* [EXERCISE]
Would you please copy out each entry exactly?

* [RECORDS PROVIDED]
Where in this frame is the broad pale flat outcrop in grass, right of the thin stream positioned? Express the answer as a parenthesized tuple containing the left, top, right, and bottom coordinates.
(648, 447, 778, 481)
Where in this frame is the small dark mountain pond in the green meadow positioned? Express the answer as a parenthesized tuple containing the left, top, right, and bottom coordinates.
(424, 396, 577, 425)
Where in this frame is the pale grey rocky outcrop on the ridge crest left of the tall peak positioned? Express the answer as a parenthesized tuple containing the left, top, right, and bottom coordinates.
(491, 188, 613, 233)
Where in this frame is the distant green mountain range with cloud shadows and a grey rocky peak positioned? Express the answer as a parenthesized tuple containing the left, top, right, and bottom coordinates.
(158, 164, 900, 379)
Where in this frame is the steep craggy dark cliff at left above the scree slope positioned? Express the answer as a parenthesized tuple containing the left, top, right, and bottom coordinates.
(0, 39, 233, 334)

* [EXERCISE ANSWER]
Where in this frame is the broad pale flat outcrop in grass, right of the thin stream positioned? Express the answer as a parenthesized tuple containing the left, top, right, and bottom coordinates.
(648, 447, 778, 481)
Where in this frame is the small dark mountain pond in the green meadow positioned? Express the answer as a parenthesized tuple containing the left, top, right, and bottom coordinates.
(424, 396, 577, 425)
Where in this frame is the pale grey rocky outcrop on the ridge crest left of the tall peak positioned? Express the answer as a parenthesized tuple containing the left, top, right, and bottom coordinates.
(491, 188, 613, 233)
Where in this frame is the distant green mountain range with cloud shadows and a grey rocky peak positioned? Express the answer as a parenthesized tuple containing the left, top, right, and bottom coordinates.
(158, 164, 900, 379)
Where in this frame is the steep craggy dark cliff at left above the scree slope positioned? Express the answer as a parenthesized tuple containing the left, top, right, and bottom coordinates.
(0, 39, 233, 334)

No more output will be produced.